**What the task requires:** Filter the lines below, keeping only the ones that contain the string "chair". Copy each of those lines in full.

(Records from a data collection)
---+---

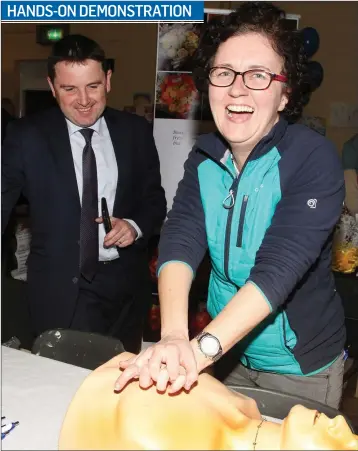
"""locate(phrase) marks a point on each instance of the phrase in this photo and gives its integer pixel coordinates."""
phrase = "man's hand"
(123, 234)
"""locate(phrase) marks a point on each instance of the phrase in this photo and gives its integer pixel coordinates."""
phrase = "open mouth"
(84, 110)
(235, 110)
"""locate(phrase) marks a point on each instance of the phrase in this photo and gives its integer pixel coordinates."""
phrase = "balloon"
(310, 41)
(315, 74)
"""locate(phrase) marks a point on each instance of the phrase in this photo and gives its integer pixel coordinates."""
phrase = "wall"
(337, 25)
(134, 48)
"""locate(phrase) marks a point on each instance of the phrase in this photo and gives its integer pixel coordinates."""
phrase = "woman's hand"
(171, 361)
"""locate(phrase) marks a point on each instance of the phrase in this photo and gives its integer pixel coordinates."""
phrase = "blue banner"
(100, 11)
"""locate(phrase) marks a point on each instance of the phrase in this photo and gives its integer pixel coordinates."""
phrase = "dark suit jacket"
(37, 160)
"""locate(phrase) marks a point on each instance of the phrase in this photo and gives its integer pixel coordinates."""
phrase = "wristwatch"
(209, 345)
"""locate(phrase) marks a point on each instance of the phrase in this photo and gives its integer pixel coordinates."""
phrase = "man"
(65, 160)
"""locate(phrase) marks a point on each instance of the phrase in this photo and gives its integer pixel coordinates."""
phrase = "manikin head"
(210, 417)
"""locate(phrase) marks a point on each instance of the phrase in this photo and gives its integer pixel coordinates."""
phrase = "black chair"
(83, 349)
(277, 405)
(347, 287)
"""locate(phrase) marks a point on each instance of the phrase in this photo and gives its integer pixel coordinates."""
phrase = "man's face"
(81, 90)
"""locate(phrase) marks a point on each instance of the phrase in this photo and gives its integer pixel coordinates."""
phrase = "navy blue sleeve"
(183, 237)
(310, 206)
(12, 171)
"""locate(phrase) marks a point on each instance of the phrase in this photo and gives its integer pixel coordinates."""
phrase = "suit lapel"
(59, 143)
(121, 144)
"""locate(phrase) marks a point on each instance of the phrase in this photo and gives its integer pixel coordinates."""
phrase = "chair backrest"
(83, 349)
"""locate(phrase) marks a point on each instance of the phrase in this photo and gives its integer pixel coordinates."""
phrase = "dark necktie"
(89, 211)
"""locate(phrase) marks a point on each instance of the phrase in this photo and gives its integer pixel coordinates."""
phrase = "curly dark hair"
(266, 19)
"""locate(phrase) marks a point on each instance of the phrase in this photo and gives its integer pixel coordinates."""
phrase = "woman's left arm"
(304, 219)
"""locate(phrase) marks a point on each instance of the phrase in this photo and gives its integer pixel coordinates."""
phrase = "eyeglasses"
(256, 79)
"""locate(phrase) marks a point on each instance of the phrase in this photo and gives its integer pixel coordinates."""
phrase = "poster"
(180, 111)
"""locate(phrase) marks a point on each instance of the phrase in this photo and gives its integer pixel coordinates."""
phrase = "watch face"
(209, 346)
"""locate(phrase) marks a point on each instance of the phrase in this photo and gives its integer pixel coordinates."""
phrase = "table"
(36, 391)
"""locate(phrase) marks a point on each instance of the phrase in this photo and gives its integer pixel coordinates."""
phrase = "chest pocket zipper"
(242, 220)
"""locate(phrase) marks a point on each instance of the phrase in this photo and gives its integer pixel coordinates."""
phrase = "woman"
(209, 417)
(263, 196)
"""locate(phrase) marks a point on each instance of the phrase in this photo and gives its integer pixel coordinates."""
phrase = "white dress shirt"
(107, 174)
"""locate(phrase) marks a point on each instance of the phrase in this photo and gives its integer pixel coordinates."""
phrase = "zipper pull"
(230, 197)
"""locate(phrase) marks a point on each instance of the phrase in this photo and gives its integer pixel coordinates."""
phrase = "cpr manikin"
(209, 417)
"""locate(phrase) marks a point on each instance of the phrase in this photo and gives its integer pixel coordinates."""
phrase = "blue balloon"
(310, 41)
(315, 74)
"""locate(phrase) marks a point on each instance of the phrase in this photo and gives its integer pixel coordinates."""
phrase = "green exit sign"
(49, 34)
(55, 34)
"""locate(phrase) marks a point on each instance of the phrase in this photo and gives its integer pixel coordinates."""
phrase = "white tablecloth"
(36, 392)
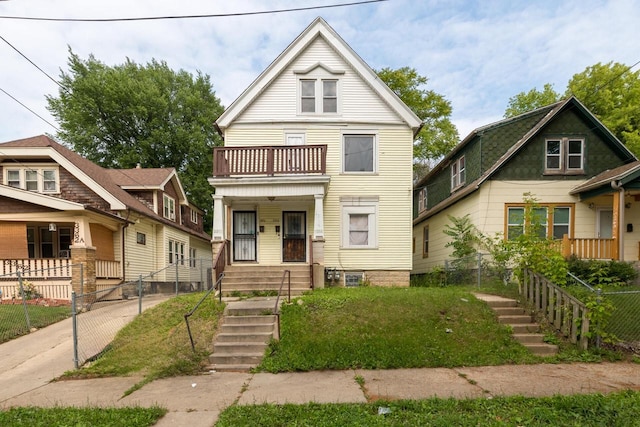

---+---

**Written response:**
phrase = "black chair"
phrase = "chair backrest"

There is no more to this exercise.